> [DATA FOR THIS EXERCISE]:
[Start of section]
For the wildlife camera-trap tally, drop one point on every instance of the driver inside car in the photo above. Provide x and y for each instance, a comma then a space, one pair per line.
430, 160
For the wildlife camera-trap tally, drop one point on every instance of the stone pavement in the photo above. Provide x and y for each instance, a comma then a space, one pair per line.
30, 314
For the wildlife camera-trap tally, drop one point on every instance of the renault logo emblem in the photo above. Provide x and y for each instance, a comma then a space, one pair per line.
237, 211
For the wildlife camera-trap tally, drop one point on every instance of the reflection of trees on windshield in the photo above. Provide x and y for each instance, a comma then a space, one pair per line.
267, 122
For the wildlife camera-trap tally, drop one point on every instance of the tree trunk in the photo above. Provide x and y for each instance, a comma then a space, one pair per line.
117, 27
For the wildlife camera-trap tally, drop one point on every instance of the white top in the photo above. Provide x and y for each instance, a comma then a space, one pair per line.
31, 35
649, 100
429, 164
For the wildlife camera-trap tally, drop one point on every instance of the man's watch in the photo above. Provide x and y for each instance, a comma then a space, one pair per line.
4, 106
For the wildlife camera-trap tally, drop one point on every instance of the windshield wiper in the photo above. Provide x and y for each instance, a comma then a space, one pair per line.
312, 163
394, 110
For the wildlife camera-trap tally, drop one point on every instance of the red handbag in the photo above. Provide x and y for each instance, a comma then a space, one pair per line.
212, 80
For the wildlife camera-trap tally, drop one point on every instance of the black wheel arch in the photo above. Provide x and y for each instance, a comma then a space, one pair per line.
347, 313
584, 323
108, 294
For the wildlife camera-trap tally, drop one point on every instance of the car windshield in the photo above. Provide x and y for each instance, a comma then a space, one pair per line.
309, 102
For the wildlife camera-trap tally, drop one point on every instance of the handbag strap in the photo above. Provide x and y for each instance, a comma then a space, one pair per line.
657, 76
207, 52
[End of section]
> [PROBLEM DETAILS]:
Could the entire listing be reproduced without any alteration?

> [EXERCISE ANSWER]:
For the wildlife camera-trap tally, drop one point on every instance of the driver inside car in the photo above. Provide x and y for each instance, a comma then a space, one pair per line.
430, 160
For the wildlife camera-trap tally, drop one point on every instance of the stone pavement in the photo above. Provide x and y for each instance, a comma then a space, one pair per line.
30, 314
For the wildlife camera-trap tally, drop one point on every instance of the renault logo emblem in the photo above. Provide x and y for each instance, a comma then a space, one pair per line.
237, 211
For the wildlife camera-trap tally, drop one point on every instance of the reflection of trees on windshield in the photo above. Provide x and y for each instance, a comma then a space, one pair per line.
267, 122
For the wildlife camera-trap tally, drop one point on every instance of the tree trunk in the photo above. Provide x and y for each instance, a comma then a space, one pair per line.
117, 27
For the wildlife camera-trap tally, drop one point on every instance of the white top in the photo above. Provide x and y for each instance, a comma then a space, one pair per line.
31, 35
649, 100
429, 164
For the wildlife camera-trap tally, drop one point on every instance of the man's watch in the photo above. Provide x and y for each instance, a comma then a space, one pair per line.
4, 106
For the wildlife camera-trap tally, drop one point on every instance of the windshield wiper in the photo above. Provide x and y for each instance, a comma then a space, one pair per line.
312, 163
394, 110
For the wildlife camera-trap tally, drop one point on every instance of the red handbag in the photo above. Provide x and y for each instance, a comma then a space, one pair per line.
212, 80
For the wildlife camera-trap tally, drop one point on every instance of the black wheel arch in the photo above. Provide x and y for each instance, a comma then a space, one pair per line.
347, 313
584, 323
108, 294
For the wildlife camera-trap tally, drop one point on every instance of the car windshield in the photo above. Provide x and y for each instance, a comma then a space, one pair per line.
309, 102
For the wildlife camera-trap tally, drop one point on every instance of the handbag strap in the photo above. Provide x and y for each instance, a comma then a space, one pair per line.
657, 76
207, 52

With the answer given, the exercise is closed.